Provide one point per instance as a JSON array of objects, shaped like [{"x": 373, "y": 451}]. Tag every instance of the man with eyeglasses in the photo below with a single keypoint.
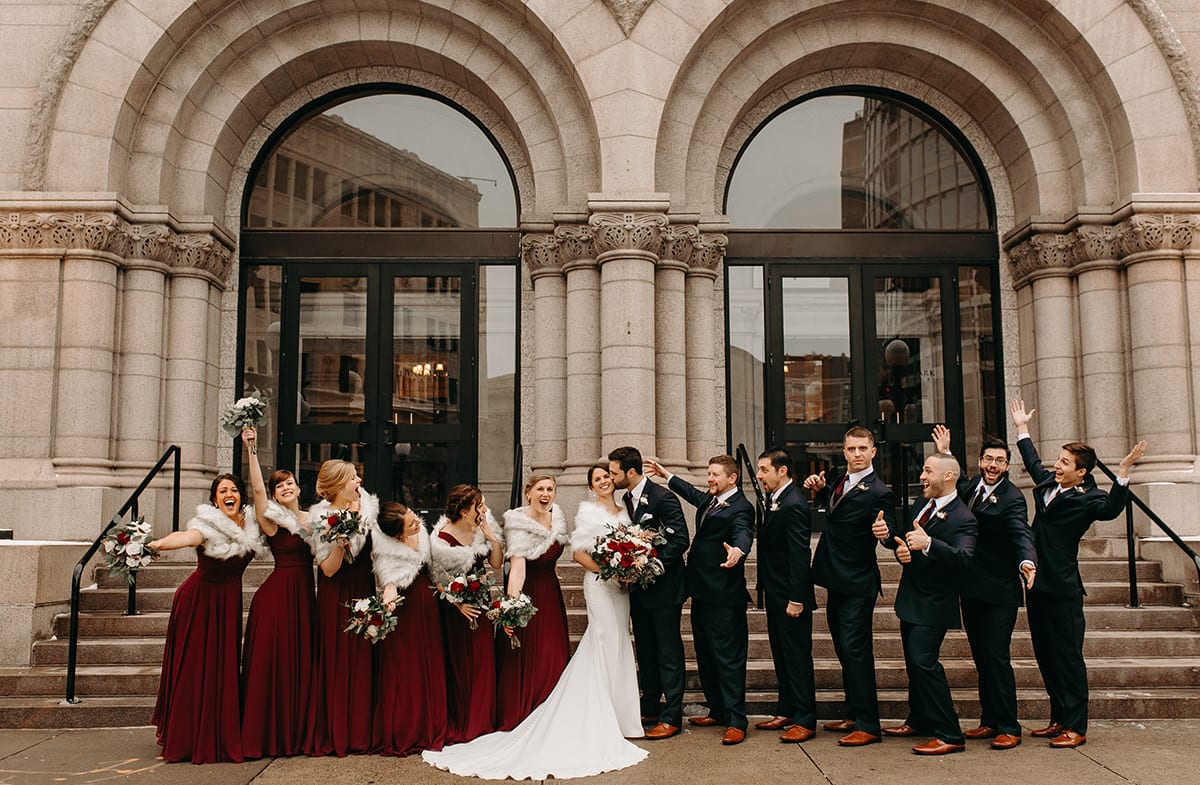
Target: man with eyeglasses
[{"x": 990, "y": 587}]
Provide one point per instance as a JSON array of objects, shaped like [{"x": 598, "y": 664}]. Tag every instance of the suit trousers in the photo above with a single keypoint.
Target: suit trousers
[
  {"x": 930, "y": 706},
  {"x": 721, "y": 637},
  {"x": 791, "y": 648},
  {"x": 850, "y": 624},
  {"x": 990, "y": 633},
  {"x": 660, "y": 660},
  {"x": 1056, "y": 625}
]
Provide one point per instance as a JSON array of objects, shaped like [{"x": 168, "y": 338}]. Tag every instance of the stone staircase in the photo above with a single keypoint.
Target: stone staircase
[{"x": 1143, "y": 663}]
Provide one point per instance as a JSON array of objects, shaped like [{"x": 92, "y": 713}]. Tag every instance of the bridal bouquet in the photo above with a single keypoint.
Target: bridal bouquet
[
  {"x": 370, "y": 618},
  {"x": 247, "y": 412},
  {"x": 473, "y": 588},
  {"x": 628, "y": 553},
  {"x": 511, "y": 611},
  {"x": 127, "y": 550},
  {"x": 341, "y": 526}
]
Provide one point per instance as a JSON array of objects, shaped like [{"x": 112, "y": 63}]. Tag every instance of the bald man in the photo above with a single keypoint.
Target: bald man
[{"x": 934, "y": 549}]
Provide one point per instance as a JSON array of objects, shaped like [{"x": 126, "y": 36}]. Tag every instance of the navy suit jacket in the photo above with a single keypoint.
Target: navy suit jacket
[
  {"x": 929, "y": 586},
  {"x": 784, "y": 551},
  {"x": 733, "y": 523},
  {"x": 846, "y": 559},
  {"x": 1057, "y": 528},
  {"x": 1005, "y": 541},
  {"x": 659, "y": 509}
]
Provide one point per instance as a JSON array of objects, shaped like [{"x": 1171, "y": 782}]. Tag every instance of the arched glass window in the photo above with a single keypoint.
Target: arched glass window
[
  {"x": 855, "y": 162},
  {"x": 383, "y": 161}
]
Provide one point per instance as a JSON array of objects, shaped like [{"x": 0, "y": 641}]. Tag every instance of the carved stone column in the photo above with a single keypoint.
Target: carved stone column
[
  {"x": 1043, "y": 265},
  {"x": 540, "y": 256},
  {"x": 671, "y": 327},
  {"x": 139, "y": 383},
  {"x": 701, "y": 312},
  {"x": 628, "y": 237},
  {"x": 583, "y": 331},
  {"x": 1158, "y": 333},
  {"x": 1102, "y": 341}
]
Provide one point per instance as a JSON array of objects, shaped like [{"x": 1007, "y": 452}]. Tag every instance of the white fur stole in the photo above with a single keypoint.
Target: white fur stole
[
  {"x": 593, "y": 521},
  {"x": 223, "y": 539},
  {"x": 369, "y": 508},
  {"x": 394, "y": 561},
  {"x": 527, "y": 538},
  {"x": 447, "y": 561}
]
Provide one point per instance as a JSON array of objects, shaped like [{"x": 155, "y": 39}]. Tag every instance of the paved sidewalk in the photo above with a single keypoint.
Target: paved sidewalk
[{"x": 1146, "y": 753}]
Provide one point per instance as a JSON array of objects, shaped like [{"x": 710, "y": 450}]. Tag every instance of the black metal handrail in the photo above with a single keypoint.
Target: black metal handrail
[
  {"x": 749, "y": 473},
  {"x": 517, "y": 472},
  {"x": 131, "y": 507},
  {"x": 1134, "y": 499}
]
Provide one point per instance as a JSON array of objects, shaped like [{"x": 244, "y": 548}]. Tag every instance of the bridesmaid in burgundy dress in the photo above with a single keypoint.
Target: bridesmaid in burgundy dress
[
  {"x": 465, "y": 539},
  {"x": 534, "y": 537},
  {"x": 340, "y": 721},
  {"x": 411, "y": 677},
  {"x": 197, "y": 713},
  {"x": 276, "y": 678}
]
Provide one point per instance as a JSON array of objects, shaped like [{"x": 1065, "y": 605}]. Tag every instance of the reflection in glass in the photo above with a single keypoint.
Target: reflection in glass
[
  {"x": 384, "y": 161},
  {"x": 426, "y": 349},
  {"x": 497, "y": 377},
  {"x": 979, "y": 394},
  {"x": 262, "y": 289},
  {"x": 816, "y": 351},
  {"x": 748, "y": 352},
  {"x": 909, "y": 340},
  {"x": 853, "y": 162},
  {"x": 333, "y": 351}
]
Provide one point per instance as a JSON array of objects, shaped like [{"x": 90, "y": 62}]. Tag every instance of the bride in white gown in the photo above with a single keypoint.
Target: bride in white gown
[{"x": 581, "y": 729}]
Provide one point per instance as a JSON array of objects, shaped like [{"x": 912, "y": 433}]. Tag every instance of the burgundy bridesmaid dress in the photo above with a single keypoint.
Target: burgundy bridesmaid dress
[
  {"x": 411, "y": 677},
  {"x": 197, "y": 713},
  {"x": 340, "y": 721},
  {"x": 277, "y": 664},
  {"x": 527, "y": 675},
  {"x": 471, "y": 670}
]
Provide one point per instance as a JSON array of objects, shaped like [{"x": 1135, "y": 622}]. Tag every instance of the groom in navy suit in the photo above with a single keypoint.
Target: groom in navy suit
[
  {"x": 658, "y": 609},
  {"x": 717, "y": 582}
]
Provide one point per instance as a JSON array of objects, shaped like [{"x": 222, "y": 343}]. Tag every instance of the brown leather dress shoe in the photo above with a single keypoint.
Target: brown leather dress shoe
[
  {"x": 900, "y": 730},
  {"x": 797, "y": 733},
  {"x": 858, "y": 738},
  {"x": 733, "y": 736},
  {"x": 1049, "y": 731},
  {"x": 661, "y": 731},
  {"x": 937, "y": 747},
  {"x": 1006, "y": 741},
  {"x": 1068, "y": 739}
]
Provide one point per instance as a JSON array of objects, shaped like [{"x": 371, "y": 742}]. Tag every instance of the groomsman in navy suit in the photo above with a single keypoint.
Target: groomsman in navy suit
[
  {"x": 785, "y": 577},
  {"x": 934, "y": 549},
  {"x": 991, "y": 585},
  {"x": 1067, "y": 503},
  {"x": 717, "y": 583},
  {"x": 657, "y": 610},
  {"x": 845, "y": 563}
]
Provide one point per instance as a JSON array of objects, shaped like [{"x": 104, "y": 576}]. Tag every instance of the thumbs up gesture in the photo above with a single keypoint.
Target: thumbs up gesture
[
  {"x": 917, "y": 539},
  {"x": 880, "y": 527}
]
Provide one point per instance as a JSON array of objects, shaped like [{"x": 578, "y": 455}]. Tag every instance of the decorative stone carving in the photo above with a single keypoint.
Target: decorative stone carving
[
  {"x": 1143, "y": 233},
  {"x": 1042, "y": 252},
  {"x": 628, "y": 12},
  {"x": 679, "y": 243},
  {"x": 628, "y": 231}
]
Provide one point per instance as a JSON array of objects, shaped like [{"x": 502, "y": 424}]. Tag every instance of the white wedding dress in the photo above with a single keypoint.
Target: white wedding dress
[{"x": 580, "y": 729}]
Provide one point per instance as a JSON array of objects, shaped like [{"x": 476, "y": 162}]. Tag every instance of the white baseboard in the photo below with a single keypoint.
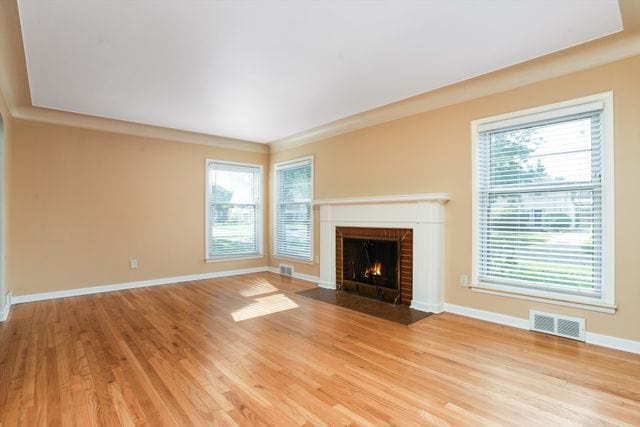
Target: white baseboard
[
  {"x": 429, "y": 308},
  {"x": 18, "y": 299},
  {"x": 518, "y": 322},
  {"x": 4, "y": 311},
  {"x": 327, "y": 285},
  {"x": 306, "y": 277}
]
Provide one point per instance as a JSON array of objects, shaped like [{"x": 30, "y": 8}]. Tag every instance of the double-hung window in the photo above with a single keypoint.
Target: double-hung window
[
  {"x": 234, "y": 210},
  {"x": 294, "y": 222},
  {"x": 543, "y": 202}
]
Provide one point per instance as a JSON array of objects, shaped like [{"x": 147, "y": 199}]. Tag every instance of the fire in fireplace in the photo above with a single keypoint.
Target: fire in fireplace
[{"x": 370, "y": 267}]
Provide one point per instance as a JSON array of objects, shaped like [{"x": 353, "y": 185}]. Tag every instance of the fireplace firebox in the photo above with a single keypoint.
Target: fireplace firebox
[{"x": 375, "y": 262}]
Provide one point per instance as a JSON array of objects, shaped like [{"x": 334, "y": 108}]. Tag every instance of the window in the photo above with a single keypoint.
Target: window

****************

> [DIRECTIONS]:
Repeat the material line for line, starting at the line that contains "of the window" and stopping after the last line of the material.

> [THE SOLUTION]:
Provide one point per instance as a JSON array of objects, shaped like [{"x": 334, "y": 108}]. Tag every instance of the window in the photo above with a single keypoint.
Target: window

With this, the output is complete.